## Recorded data

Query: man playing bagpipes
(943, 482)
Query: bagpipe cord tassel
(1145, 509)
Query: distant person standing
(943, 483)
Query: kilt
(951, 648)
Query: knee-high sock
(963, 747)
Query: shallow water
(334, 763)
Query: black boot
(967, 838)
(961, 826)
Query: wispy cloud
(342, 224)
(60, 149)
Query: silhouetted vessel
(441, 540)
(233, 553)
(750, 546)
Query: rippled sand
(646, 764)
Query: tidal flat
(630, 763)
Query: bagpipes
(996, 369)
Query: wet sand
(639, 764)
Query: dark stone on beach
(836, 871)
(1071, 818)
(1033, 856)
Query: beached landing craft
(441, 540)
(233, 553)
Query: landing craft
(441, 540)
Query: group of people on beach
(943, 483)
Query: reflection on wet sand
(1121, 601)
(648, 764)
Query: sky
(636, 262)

## Requirement
Starting from the first line above, copy the data through to the last line exactly.

## Response to the exercise
Query: man playing bagpipes
(943, 482)
Query: bagpipe cord tassel
(1145, 509)
Query: distant person standing
(943, 483)
Query: kilt
(951, 648)
Query: knee-high sock
(963, 747)
Query: shallow water
(334, 763)
Query: black boot
(967, 838)
(961, 826)
Query: wispy cloud
(342, 224)
(60, 149)
Query: silhouetted vessel
(441, 540)
(233, 553)
(750, 546)
Query: rippled sand
(646, 764)
Query: tidal flat
(630, 763)
Query: bagpipes
(996, 369)
Query: wet sand
(639, 764)
Query: dark stone on beach
(836, 871)
(1071, 818)
(1033, 856)
Query: beached landing craft
(441, 540)
(233, 553)
Query: landing craft
(441, 540)
Query: group of people on beach
(943, 483)
Query: reflection on wet sand
(1121, 601)
(648, 764)
Query: sky
(636, 262)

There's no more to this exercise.